◆ **Prompt**:
Reproduce the material below line for line, with no changes to any character.

◆ **Listed records**:
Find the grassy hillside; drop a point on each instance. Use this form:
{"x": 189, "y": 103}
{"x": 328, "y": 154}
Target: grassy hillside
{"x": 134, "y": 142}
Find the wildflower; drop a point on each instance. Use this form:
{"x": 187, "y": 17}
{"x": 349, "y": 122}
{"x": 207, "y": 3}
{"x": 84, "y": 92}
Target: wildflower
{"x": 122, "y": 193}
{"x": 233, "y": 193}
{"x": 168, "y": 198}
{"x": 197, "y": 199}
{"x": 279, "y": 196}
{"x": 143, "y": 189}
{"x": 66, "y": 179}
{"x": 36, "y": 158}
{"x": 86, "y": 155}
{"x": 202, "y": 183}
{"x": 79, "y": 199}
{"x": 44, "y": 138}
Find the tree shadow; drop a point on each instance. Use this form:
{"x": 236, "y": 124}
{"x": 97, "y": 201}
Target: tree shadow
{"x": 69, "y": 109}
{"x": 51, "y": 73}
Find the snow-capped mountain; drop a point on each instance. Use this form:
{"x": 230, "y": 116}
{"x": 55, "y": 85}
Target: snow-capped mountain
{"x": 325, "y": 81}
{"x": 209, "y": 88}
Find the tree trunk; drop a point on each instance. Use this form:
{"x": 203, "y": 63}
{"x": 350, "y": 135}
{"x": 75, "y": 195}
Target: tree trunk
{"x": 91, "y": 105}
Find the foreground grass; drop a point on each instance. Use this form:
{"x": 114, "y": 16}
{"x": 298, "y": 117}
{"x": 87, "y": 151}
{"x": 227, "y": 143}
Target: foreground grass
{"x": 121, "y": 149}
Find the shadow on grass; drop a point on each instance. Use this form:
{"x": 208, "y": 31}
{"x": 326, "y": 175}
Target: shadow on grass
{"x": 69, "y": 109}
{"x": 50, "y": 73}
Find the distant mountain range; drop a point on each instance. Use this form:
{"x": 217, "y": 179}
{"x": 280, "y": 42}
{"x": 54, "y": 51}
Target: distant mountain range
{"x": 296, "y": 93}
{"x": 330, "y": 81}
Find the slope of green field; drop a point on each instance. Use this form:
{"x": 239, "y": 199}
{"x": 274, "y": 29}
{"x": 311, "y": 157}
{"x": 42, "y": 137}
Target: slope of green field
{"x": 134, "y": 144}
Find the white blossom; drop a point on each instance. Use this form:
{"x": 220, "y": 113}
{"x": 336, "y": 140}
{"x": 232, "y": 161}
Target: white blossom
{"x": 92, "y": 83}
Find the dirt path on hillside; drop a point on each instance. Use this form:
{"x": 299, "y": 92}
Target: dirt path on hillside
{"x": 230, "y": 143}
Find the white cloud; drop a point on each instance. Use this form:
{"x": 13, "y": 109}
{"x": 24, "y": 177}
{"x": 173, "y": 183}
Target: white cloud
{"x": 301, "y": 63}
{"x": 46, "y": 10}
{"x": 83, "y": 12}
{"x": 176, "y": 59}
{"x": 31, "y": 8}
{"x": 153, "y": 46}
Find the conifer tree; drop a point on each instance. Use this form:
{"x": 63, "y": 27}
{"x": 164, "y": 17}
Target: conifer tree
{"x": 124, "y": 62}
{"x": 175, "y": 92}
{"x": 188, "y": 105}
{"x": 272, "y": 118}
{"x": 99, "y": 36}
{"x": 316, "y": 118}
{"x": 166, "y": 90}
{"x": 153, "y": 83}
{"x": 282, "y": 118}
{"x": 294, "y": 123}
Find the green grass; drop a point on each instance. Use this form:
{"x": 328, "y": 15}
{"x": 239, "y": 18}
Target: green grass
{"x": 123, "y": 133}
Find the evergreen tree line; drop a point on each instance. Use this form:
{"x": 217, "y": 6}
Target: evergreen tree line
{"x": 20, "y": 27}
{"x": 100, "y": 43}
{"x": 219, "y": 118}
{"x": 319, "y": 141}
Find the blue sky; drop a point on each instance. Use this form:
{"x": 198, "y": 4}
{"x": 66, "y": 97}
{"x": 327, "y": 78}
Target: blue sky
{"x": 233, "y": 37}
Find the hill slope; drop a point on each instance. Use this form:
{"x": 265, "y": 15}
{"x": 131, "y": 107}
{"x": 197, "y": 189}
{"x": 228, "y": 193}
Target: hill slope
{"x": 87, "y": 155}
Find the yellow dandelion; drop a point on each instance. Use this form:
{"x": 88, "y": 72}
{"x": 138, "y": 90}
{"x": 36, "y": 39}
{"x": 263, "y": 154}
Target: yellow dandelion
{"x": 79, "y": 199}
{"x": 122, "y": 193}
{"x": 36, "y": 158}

◆ **Exercise output**:
Find the grassy hillside; drop a point on each instance. Use this form:
{"x": 189, "y": 103}
{"x": 328, "y": 154}
Target: grassy hillside
{"x": 134, "y": 142}
Find the wildflower; drop a point on each instance. Use this form:
{"x": 187, "y": 17}
{"x": 349, "y": 122}
{"x": 207, "y": 3}
{"x": 84, "y": 92}
Target: wildflower
{"x": 122, "y": 193}
{"x": 233, "y": 193}
{"x": 168, "y": 198}
{"x": 197, "y": 199}
{"x": 279, "y": 196}
{"x": 143, "y": 189}
{"x": 66, "y": 179}
{"x": 36, "y": 158}
{"x": 86, "y": 155}
{"x": 202, "y": 183}
{"x": 79, "y": 199}
{"x": 44, "y": 138}
Find the tree shadow; drop a point on each instance. Use this form:
{"x": 236, "y": 124}
{"x": 97, "y": 201}
Target: tree shadow
{"x": 69, "y": 109}
{"x": 51, "y": 73}
Find the snow-capped mountain; drop a point on each instance. Use this form:
{"x": 230, "y": 116}
{"x": 55, "y": 85}
Target: snow-capped mountain
{"x": 325, "y": 81}
{"x": 209, "y": 88}
Find the tree trunk; drop a point on each instance. Use this form:
{"x": 203, "y": 63}
{"x": 350, "y": 135}
{"x": 75, "y": 195}
Target: tree trunk
{"x": 91, "y": 105}
Find the foreground grass; drop a point on each instance. Use this form:
{"x": 114, "y": 16}
{"x": 298, "y": 117}
{"x": 87, "y": 151}
{"x": 227, "y": 143}
Target: foreground grass
{"x": 121, "y": 149}
Find the shadow on grass; drop a point on each instance. Use this form:
{"x": 208, "y": 31}
{"x": 326, "y": 175}
Target: shadow on grass
{"x": 69, "y": 109}
{"x": 50, "y": 73}
Find the distant mountain range; drop a point on each instance. Use this form:
{"x": 217, "y": 179}
{"x": 280, "y": 42}
{"x": 54, "y": 51}
Target: distant mountain range
{"x": 296, "y": 93}
{"x": 330, "y": 81}
Find the slope of green field; drop a point on each instance. Use this form:
{"x": 239, "y": 199}
{"x": 274, "y": 29}
{"x": 311, "y": 157}
{"x": 42, "y": 137}
Target: slope of green field
{"x": 134, "y": 144}
Find the white blossom; drop a point on each instance. Use this form:
{"x": 220, "y": 113}
{"x": 336, "y": 140}
{"x": 232, "y": 161}
Target: white blossom
{"x": 92, "y": 83}
Find the dirt path on hillside; drop a point on each instance. Use this form:
{"x": 299, "y": 92}
Target: dirt path on hillside
{"x": 230, "y": 143}
Find the white cloud; drop a point on each instance. Use this form:
{"x": 13, "y": 109}
{"x": 24, "y": 177}
{"x": 173, "y": 183}
Target: white cloud
{"x": 301, "y": 63}
{"x": 46, "y": 10}
{"x": 83, "y": 12}
{"x": 176, "y": 59}
{"x": 31, "y": 8}
{"x": 153, "y": 46}
Find the conifer tree; drop a point on each instance. Use this form:
{"x": 63, "y": 27}
{"x": 164, "y": 17}
Target: conifer tree
{"x": 124, "y": 62}
{"x": 175, "y": 92}
{"x": 188, "y": 105}
{"x": 272, "y": 118}
{"x": 99, "y": 36}
{"x": 316, "y": 118}
{"x": 166, "y": 90}
{"x": 153, "y": 83}
{"x": 282, "y": 118}
{"x": 294, "y": 123}
Find the green grass; drop a point on each instance. Use this form:
{"x": 328, "y": 15}
{"x": 239, "y": 18}
Target: green grass
{"x": 123, "y": 133}
Find the evergreen tree line; drop a point on each instance. Use this form:
{"x": 217, "y": 6}
Target: evergreen tree line
{"x": 20, "y": 27}
{"x": 100, "y": 43}
{"x": 219, "y": 118}
{"x": 319, "y": 141}
Find the blue sky; drop a point on each instance. Use this form:
{"x": 198, "y": 4}
{"x": 66, "y": 97}
{"x": 327, "y": 78}
Target: blue sky
{"x": 233, "y": 37}
Find the hill slope; drop a point on each instance. Use this form:
{"x": 265, "y": 15}
{"x": 131, "y": 107}
{"x": 197, "y": 189}
{"x": 228, "y": 193}
Target: hill slope
{"x": 87, "y": 155}
Find the yellow dandelion; drop a point on each instance. Use this form:
{"x": 88, "y": 72}
{"x": 138, "y": 90}
{"x": 36, "y": 39}
{"x": 263, "y": 154}
Target: yellow dandelion
{"x": 79, "y": 199}
{"x": 122, "y": 193}
{"x": 36, "y": 158}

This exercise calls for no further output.